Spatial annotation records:
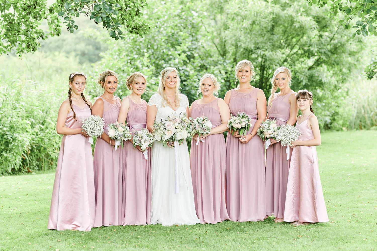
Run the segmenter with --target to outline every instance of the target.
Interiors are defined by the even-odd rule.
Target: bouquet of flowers
[[[261,124],[257,131],[257,134],[262,140],[266,141],[266,149],[271,144],[270,138],[272,138],[276,139],[276,134],[280,128],[276,125],[276,121],[274,120],[266,119],[265,121]]]
[[[228,121],[228,128],[233,131],[232,135],[234,131],[239,131],[239,134],[244,135],[252,126],[251,119],[245,113],[238,113],[235,116],[232,116]]]
[[[133,145],[134,148],[138,146],[141,150],[144,151],[143,154],[146,160],[148,160],[148,148],[152,146],[153,141],[155,141],[153,134],[147,129],[142,129],[140,131],[135,131],[135,134],[132,138],[133,141]]]
[[[105,122],[102,118],[97,115],[90,115],[81,120],[83,125],[81,129],[86,132],[89,136],[88,141],[93,144],[93,137],[100,137],[103,133],[103,127]]]
[[[162,141],[166,146],[169,141],[178,141],[180,144],[192,134],[193,127],[185,113],[178,116],[168,117],[164,121],[155,122],[153,125],[155,140]]]
[[[198,134],[198,136],[204,134],[208,134],[211,131],[212,128],[212,123],[208,120],[208,118],[204,116],[192,120],[193,134]],[[202,142],[204,142],[203,140],[200,140]],[[196,145],[199,143],[199,137],[196,140]]]
[[[128,126],[123,124],[120,124],[117,121],[109,125],[107,134],[109,138],[115,141],[115,145],[114,146],[115,151],[116,151],[118,146],[121,143],[123,148],[123,141],[129,140],[132,137],[130,133]]]
[[[293,146],[292,142],[297,140],[301,135],[301,132],[298,128],[287,124],[282,125],[277,131],[276,141],[280,142],[283,146],[287,146],[285,150],[287,160],[289,159],[289,147]]]

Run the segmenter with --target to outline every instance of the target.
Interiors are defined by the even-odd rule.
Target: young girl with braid
[[[88,135],[81,129],[81,120],[92,111],[92,103],[83,93],[86,80],[83,73],[69,76],[68,98],[59,110],[56,131],[63,136],[52,189],[49,229],[90,231],[94,222],[92,147]]]

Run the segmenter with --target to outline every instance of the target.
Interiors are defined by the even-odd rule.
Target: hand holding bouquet
[[[103,133],[103,127],[105,122],[102,118],[97,115],[90,115],[81,120],[83,125],[81,129],[86,132],[89,135],[88,141],[90,144],[93,144],[93,137],[101,137]]]
[[[271,144],[270,138],[272,138],[276,139],[276,134],[280,128],[276,125],[276,120],[274,120],[266,119],[265,121],[261,124],[257,131],[257,134],[262,140],[266,141],[266,149]]]
[[[115,151],[116,151],[118,146],[121,143],[123,147],[123,141],[129,140],[132,137],[128,126],[123,124],[120,124],[118,121],[109,125],[107,134],[109,138],[115,141],[115,144],[114,146]]]
[[[287,154],[287,160],[289,159],[289,147],[293,146],[292,142],[297,140],[301,132],[293,126],[285,124],[282,125],[277,131],[276,135],[276,141],[280,142],[283,146],[287,146],[285,152]]]
[[[180,144],[192,133],[191,122],[185,113],[178,116],[169,117],[164,121],[157,122],[153,125],[155,140],[162,141],[166,146],[169,141],[178,141]]]
[[[232,132],[232,135],[234,131],[239,132],[240,135],[245,135],[252,125],[251,119],[245,113],[238,113],[234,116],[232,116],[228,121],[228,128]]]
[[[139,146],[143,151],[144,157],[148,160],[148,148],[152,146],[155,141],[153,134],[146,129],[136,131],[132,138],[133,145],[134,148]]]
[[[192,120],[192,124],[193,128],[192,134],[197,134],[198,136],[196,139],[196,145],[197,145],[199,143],[199,137],[201,135],[209,134],[212,128],[212,125],[211,121],[208,120],[208,118],[204,116]],[[202,139],[200,140],[202,142],[204,142],[204,141]]]

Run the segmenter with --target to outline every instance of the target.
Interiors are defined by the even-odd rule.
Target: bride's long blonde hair
[[[170,102],[165,93],[165,81],[169,74],[173,71],[175,72],[177,75],[177,84],[175,86],[174,97],[175,98],[175,106],[179,107],[179,103],[181,102],[180,97],[179,84],[181,84],[181,79],[178,74],[178,70],[173,67],[167,67],[160,73],[160,82],[158,85],[158,89],[157,89],[157,93],[162,97],[162,106],[164,107],[167,104],[170,104]]]

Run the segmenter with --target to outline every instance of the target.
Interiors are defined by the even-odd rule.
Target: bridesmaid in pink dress
[[[316,146],[321,144],[318,121],[311,109],[313,96],[307,90],[299,91],[296,103],[302,115],[296,127],[302,134],[292,142],[285,199],[284,221],[296,226],[328,221],[319,177]]]
[[[246,135],[228,132],[227,137],[227,208],[234,221],[263,221],[266,216],[265,148],[256,134],[266,118],[267,102],[263,91],[250,84],[254,69],[248,60],[238,62],[236,76],[239,85],[228,91],[224,99],[232,115],[245,113],[252,123]]]
[[[275,120],[280,126],[284,124],[294,125],[297,117],[295,93],[289,87],[291,71],[282,66],[275,71],[271,79],[272,89],[268,100],[267,118]],[[279,88],[280,91],[275,93]],[[291,158],[287,160],[286,147],[276,141],[270,139],[271,145],[266,151],[266,204],[267,216],[273,213],[275,222],[283,221],[285,204],[287,183]],[[292,151],[290,149],[290,156]]]
[[[94,223],[95,198],[92,147],[81,131],[81,120],[90,116],[92,103],[83,93],[86,78],[70,75],[68,99],[59,110],[56,131],[63,134],[54,182],[49,229],[90,231]]]
[[[205,74],[200,80],[198,91],[198,95],[201,93],[203,98],[194,101],[190,108],[191,117],[204,116],[212,124],[209,134],[199,137],[198,145],[198,135],[194,135],[190,152],[195,207],[202,224],[230,219],[225,201],[226,147],[222,134],[228,129],[230,114],[224,100],[216,97],[219,89],[215,76]]]
[[[118,122],[127,118],[130,131],[139,131],[147,125],[147,102],[141,98],[145,91],[145,76],[134,72],[127,78],[127,87],[132,91],[122,102]],[[146,159],[139,146],[132,140],[124,143],[123,149],[123,225],[145,225],[150,222],[150,149]]]
[[[123,222],[122,215],[123,180],[121,146],[115,150],[113,140],[107,135],[109,124],[115,123],[120,110],[120,99],[114,96],[118,80],[112,71],[100,75],[98,84],[103,94],[93,105],[92,114],[105,121],[104,132],[97,138],[94,148],[93,163],[95,185],[96,214],[95,227],[116,226]]]

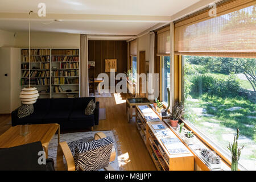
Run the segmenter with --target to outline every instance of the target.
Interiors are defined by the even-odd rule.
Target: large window
[[[170,56],[161,56],[161,65],[162,101],[168,103],[168,95],[166,88],[168,87],[170,89],[171,63]]]
[[[185,119],[230,155],[239,128],[240,163],[256,169],[256,59],[183,56]]]
[[[133,81],[137,82],[137,57],[131,56],[131,68],[133,69]]]

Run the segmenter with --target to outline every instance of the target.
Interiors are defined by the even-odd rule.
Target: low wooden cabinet
[[[149,106],[148,107],[152,110]],[[145,119],[145,117],[147,117],[151,114],[155,117],[154,121]],[[137,127],[158,170],[193,171],[194,156],[188,149],[188,152],[185,153],[177,154],[169,153],[161,139],[176,138],[179,141],[180,140],[164,122],[160,118],[158,119],[157,117],[152,110],[151,114],[143,113],[139,106],[136,106]],[[164,128],[155,130],[154,127],[155,125],[160,125]],[[187,148],[182,142],[180,144]]]

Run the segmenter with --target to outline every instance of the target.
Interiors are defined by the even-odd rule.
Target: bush
[[[191,95],[199,97],[209,91],[210,88],[214,83],[214,78],[207,75],[197,75],[192,77],[191,89]]]
[[[191,81],[192,84],[190,94],[196,97],[205,93],[221,97],[236,97],[240,89],[240,84],[234,75],[230,75],[226,80],[207,75],[197,75]]]

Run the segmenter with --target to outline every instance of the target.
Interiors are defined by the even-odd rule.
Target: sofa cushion
[[[36,110],[47,110],[50,108],[51,99],[49,98],[39,98],[34,103],[34,109]]]
[[[44,123],[60,123],[67,122],[70,111],[67,110],[51,110],[43,118]]]
[[[51,98],[51,111],[69,111],[73,107],[73,98]]]
[[[94,101],[93,101],[93,100],[91,100],[85,109],[85,115],[93,114],[94,113],[96,106],[96,104]]]
[[[93,121],[94,120],[94,115],[85,115],[84,110],[73,110],[69,115],[69,121]]]
[[[22,104],[18,109],[17,116],[19,118],[24,118],[34,113],[34,106],[32,104]]]
[[[43,118],[47,113],[44,110],[35,110],[33,114],[18,120],[17,125],[20,124],[36,124],[43,122]]]
[[[74,110],[84,110],[86,108],[88,103],[93,100],[95,102],[95,97],[80,97],[74,98]]]

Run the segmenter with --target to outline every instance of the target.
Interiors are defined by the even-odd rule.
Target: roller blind
[[[133,40],[130,43],[130,55],[136,56],[137,55],[137,41]]]
[[[256,57],[256,1],[234,0],[175,23],[175,53]]]
[[[158,56],[170,56],[170,27],[168,30],[158,32]]]

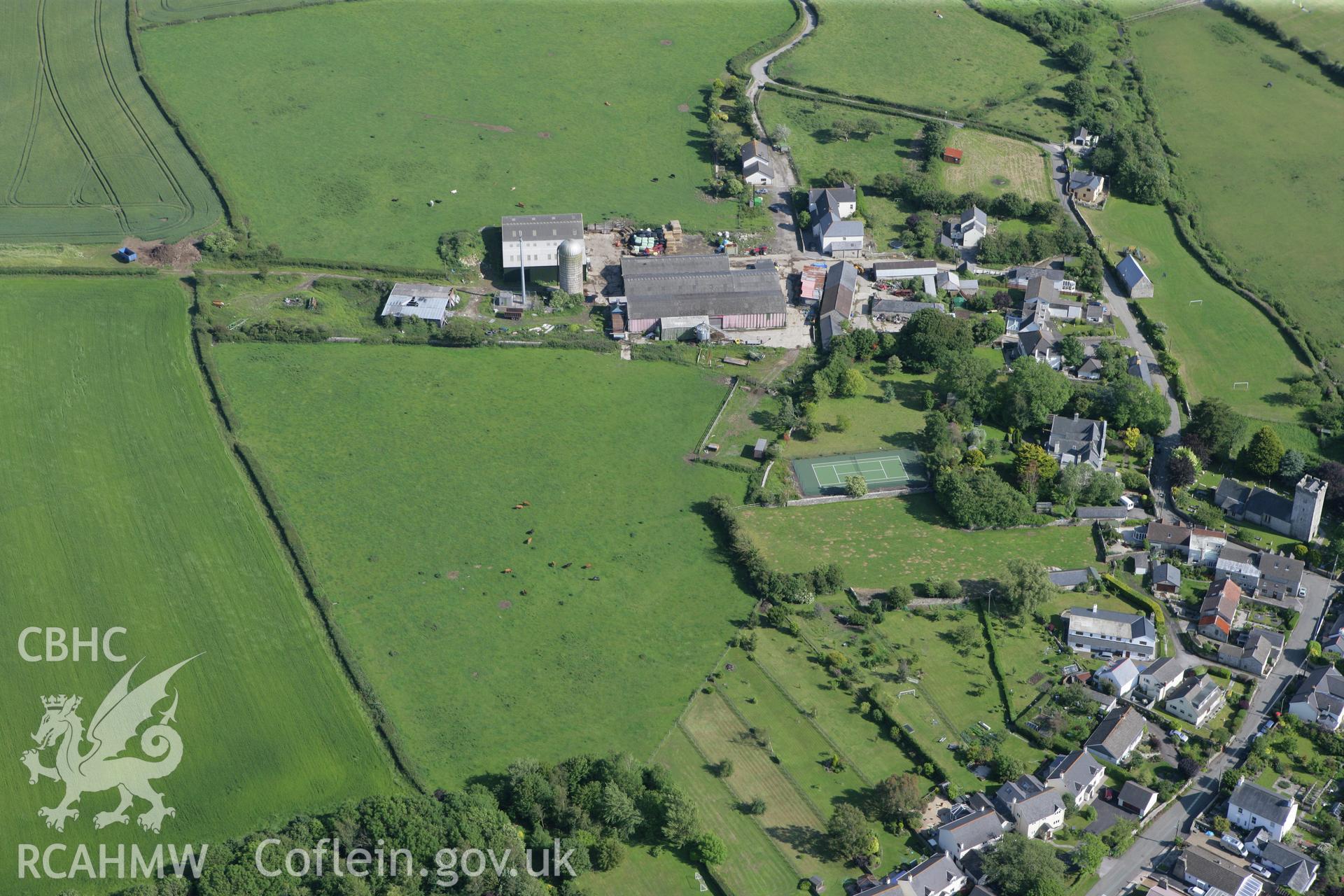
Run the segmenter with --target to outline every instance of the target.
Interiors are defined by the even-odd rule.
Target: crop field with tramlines
[[[56,305],[59,316],[32,310]],[[0,776],[4,892],[128,885],[28,879],[15,889],[13,844],[219,845],[276,819],[396,791],[386,752],[219,437],[177,285],[0,279],[0,680],[11,695],[0,716],[9,764]],[[126,662],[90,662],[87,653],[78,662],[24,662],[15,645],[27,626],[78,627],[81,638],[121,626],[126,633],[113,645]],[[30,653],[40,643],[30,637]],[[132,685],[191,657],[169,690],[181,762],[155,782],[176,814],[159,834],[134,815],[95,830],[117,794],[90,791],[63,832],[48,829],[38,810],[56,806],[62,787],[30,786],[19,766],[43,717],[39,697],[79,696],[77,712],[91,731],[103,696],[137,660]],[[54,752],[42,752],[43,766]],[[133,813],[145,809],[137,802]]]
[[[177,239],[219,199],[145,91],[128,0],[13,0],[0,28],[0,242]]]

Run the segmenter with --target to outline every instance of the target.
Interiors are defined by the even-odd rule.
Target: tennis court
[[[800,458],[793,462],[793,474],[808,497],[839,494],[851,476],[862,476],[874,492],[925,484],[919,455],[906,450]]]

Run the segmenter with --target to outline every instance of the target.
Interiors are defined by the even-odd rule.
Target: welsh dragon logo
[[[79,818],[74,803],[83,794],[112,789],[120,794],[120,802],[112,811],[97,813],[93,817],[94,827],[129,823],[126,810],[137,798],[149,803],[149,809],[136,819],[145,830],[157,834],[164,817],[177,814],[172,806],[164,805],[164,795],[149,785],[151,780],[171,775],[181,762],[181,736],[171,727],[176,721],[177,692],[173,690],[172,705],[160,713],[157,723],[144,732],[140,732],[140,727],[153,717],[155,707],[168,699],[168,680],[173,673],[195,658],[183,660],[132,690],[130,676],[140,668],[137,662],[103,697],[98,712],[93,713],[87,732],[83,719],[75,715],[81,697],[60,695],[42,699],[46,712],[38,733],[32,735],[38,748],[24,751],[20,760],[28,767],[30,785],[38,783],[39,778],[66,785],[66,795],[60,803],[38,810],[38,815],[46,818],[47,827],[65,830],[67,818]],[[149,759],[122,755],[137,732],[140,751]],[[87,750],[83,750],[85,742],[90,744]],[[40,752],[48,747],[55,747],[54,767],[42,764]]]

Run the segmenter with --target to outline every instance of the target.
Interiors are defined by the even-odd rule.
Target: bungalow
[[[1078,807],[1097,799],[1103,780],[1106,780],[1106,767],[1086,750],[1055,756],[1046,766],[1046,786],[1073,797]]]
[[[954,818],[938,827],[938,849],[961,861],[966,853],[997,844],[1004,836],[1004,821],[992,807]]]
[[[1114,688],[1117,697],[1124,697],[1138,684],[1138,665],[1129,657],[1121,657],[1098,672],[1097,678]]]
[[[1074,201],[1097,206],[1106,200],[1106,179],[1087,171],[1068,173],[1068,193]]]
[[[972,206],[961,212],[961,218],[957,220],[946,222],[943,230],[953,243],[962,249],[972,249],[978,246],[980,240],[989,232],[989,216],[978,207]]]
[[[1218,661],[1265,677],[1284,656],[1284,635],[1269,629],[1251,629],[1241,646],[1218,645]]]
[[[1157,791],[1149,790],[1133,780],[1126,780],[1125,786],[1120,789],[1116,802],[1120,803],[1121,809],[1128,809],[1142,818],[1157,805]]]
[[[1270,840],[1282,841],[1297,822],[1297,801],[1242,778],[1227,801],[1227,821],[1242,830],[1263,827]]]
[[[1144,739],[1148,723],[1133,707],[1111,709],[1093,729],[1083,748],[1098,759],[1124,764],[1138,742]]]
[[[1154,566],[1153,592],[1180,594],[1180,567],[1173,563],[1159,563]]]
[[[1187,563],[1211,567],[1218,562],[1227,533],[1188,525],[1149,523],[1144,537],[1149,547],[1167,553],[1180,553]]]
[[[1313,669],[1289,700],[1288,711],[1325,731],[1339,731],[1344,719],[1344,674],[1335,666]]]
[[[1163,700],[1167,692],[1171,690],[1184,674],[1184,669],[1172,657],[1163,657],[1156,662],[1148,664],[1141,673],[1138,673],[1138,690],[1153,700],[1153,703]]]
[[[1216,889],[1227,896],[1259,896],[1263,889],[1261,880],[1249,869],[1199,846],[1187,846],[1181,852],[1172,876],[1206,893]]]
[[[759,140],[749,140],[742,144],[742,180],[753,187],[765,187],[774,183],[774,160],[770,159],[770,149]]]
[[[1212,676],[1200,678],[1185,678],[1167,697],[1167,712],[1177,719],[1184,719],[1196,728],[1203,728],[1208,720],[1218,715],[1227,701],[1227,695]]]
[[[1125,294],[1130,298],[1153,297],[1153,281],[1148,279],[1148,274],[1144,273],[1133,255],[1121,258],[1120,263],[1116,265],[1116,273],[1120,274],[1120,279],[1125,285]]]
[[[1070,607],[1068,646],[1077,653],[1106,653],[1152,660],[1157,656],[1157,627],[1137,613]]]
[[[1231,579],[1219,579],[1208,586],[1204,602],[1199,604],[1196,627],[1206,638],[1227,641],[1236,621],[1236,606],[1242,602],[1242,587]]]
[[[1274,872],[1274,883],[1294,893],[1305,893],[1316,885],[1321,864],[1279,842],[1269,842],[1261,850],[1261,864]]]
[[[1060,466],[1086,463],[1101,470],[1106,459],[1106,420],[1089,420],[1077,412],[1073,418],[1056,414],[1050,418],[1046,450]]]

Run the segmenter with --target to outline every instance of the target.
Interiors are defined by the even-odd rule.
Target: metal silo
[[[560,269],[560,289],[566,293],[583,293],[583,240],[566,239],[555,250],[556,265]]]

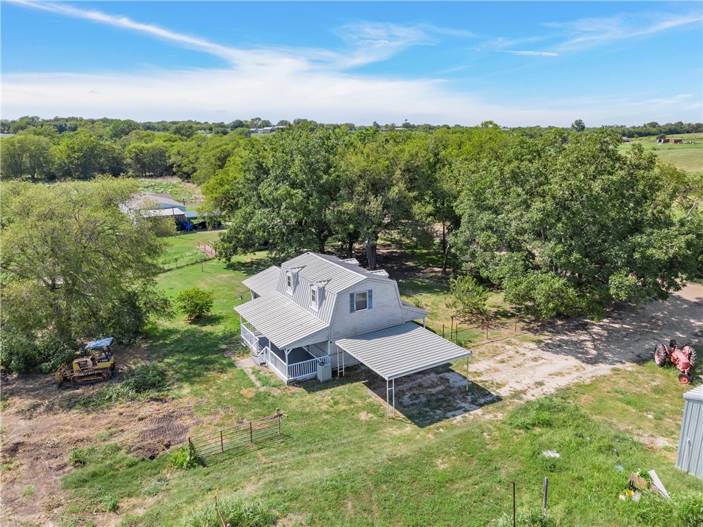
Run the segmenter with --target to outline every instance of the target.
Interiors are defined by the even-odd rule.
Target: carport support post
[[[391,391],[393,391],[393,415],[395,415],[395,379],[392,379],[390,380],[391,384],[389,384],[389,381],[386,379],[386,417],[390,415],[390,396],[389,393]]]
[[[469,357],[466,356],[466,391],[469,391]]]

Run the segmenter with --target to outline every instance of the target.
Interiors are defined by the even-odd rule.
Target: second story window
[[[310,288],[310,306],[317,309],[317,287],[314,285]]]
[[[354,299],[355,311],[361,311],[368,307],[368,294],[366,291],[363,293],[356,293]]]

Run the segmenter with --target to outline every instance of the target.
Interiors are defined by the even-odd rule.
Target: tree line
[[[124,170],[166,167],[200,184],[202,212],[228,225],[225,259],[330,246],[361,256],[363,247],[373,269],[379,242],[393,238],[441,251],[444,270],[468,278],[464,296],[500,288],[541,317],[598,318],[614,302],[665,298],[681,278],[703,278],[701,175],[636,145],[621,152],[618,130],[575,122],[527,134],[486,122],[427,132],[300,119],[254,138],[100,122],[61,133],[35,122],[0,140],[4,367],[53,365],[56,350],[96,332],[134,338],[169,312],[154,261],[173,226],[120,211],[137,189],[112,177]],[[30,181],[5,181],[18,162],[6,157],[8,141],[25,155],[48,143],[48,153],[37,148],[46,157],[22,156],[17,178]],[[47,167],[67,181],[32,185]]]
[[[703,276],[703,182],[607,129],[535,139],[492,123],[355,134],[294,126],[251,145],[203,186],[231,223],[224,257],[281,259],[384,236],[431,246],[538,316],[602,317],[617,301],[665,298]]]

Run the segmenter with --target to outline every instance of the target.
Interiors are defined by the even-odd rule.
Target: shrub
[[[205,464],[202,457],[190,441],[187,447],[179,447],[179,449],[171,455],[171,460],[169,462],[172,467],[175,467],[176,469],[194,469],[198,465]]]
[[[166,375],[155,364],[145,364],[136,368],[125,380],[122,389],[132,390],[137,393],[148,391],[165,391],[169,388]]]
[[[555,397],[544,397],[518,406],[506,422],[529,431],[534,428],[584,427],[586,420],[586,414],[576,405]]]
[[[486,313],[488,289],[472,276],[453,276],[449,279],[449,307],[456,309],[461,316],[476,316]]]
[[[231,527],[271,527],[276,515],[260,502],[247,503],[225,498],[218,501],[218,508],[224,521]],[[191,516],[186,522],[188,527],[221,527],[214,503],[209,503]]]
[[[101,500],[100,505],[105,512],[117,512],[120,508],[120,500],[113,495],[107,494]]]
[[[181,291],[176,297],[176,304],[190,320],[207,316],[214,304],[214,292],[204,291],[200,287]]]

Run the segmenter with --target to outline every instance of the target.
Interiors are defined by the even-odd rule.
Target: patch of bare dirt
[[[53,375],[3,376],[0,431],[2,483],[0,524],[58,525],[70,496],[60,479],[73,469],[75,448],[99,441],[129,447],[136,455],[155,457],[185,441],[200,422],[182,401],[142,401],[105,409],[66,410],[68,401],[106,383],[57,389]],[[32,486],[34,493],[22,496]],[[114,523],[96,516],[96,525]]]
[[[446,367],[396,379],[396,412],[420,427],[470,415],[501,418],[491,410],[498,401],[534,399],[651,360],[654,346],[670,339],[703,343],[703,286],[686,284],[666,301],[623,306],[600,322],[571,319],[536,326],[522,337],[475,348],[468,384],[463,371]],[[366,382],[385,407],[385,381],[363,367],[349,374]]]
[[[688,283],[664,301],[612,311],[596,323],[570,320],[541,329],[536,343],[515,340],[477,349],[470,378],[507,398],[534,399],[574,382],[651,360],[654,346],[703,342],[703,285]]]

__What to do__
How many lines in the items above contain the string "bouquet"? Reply with the number alone.

__Completed task__
2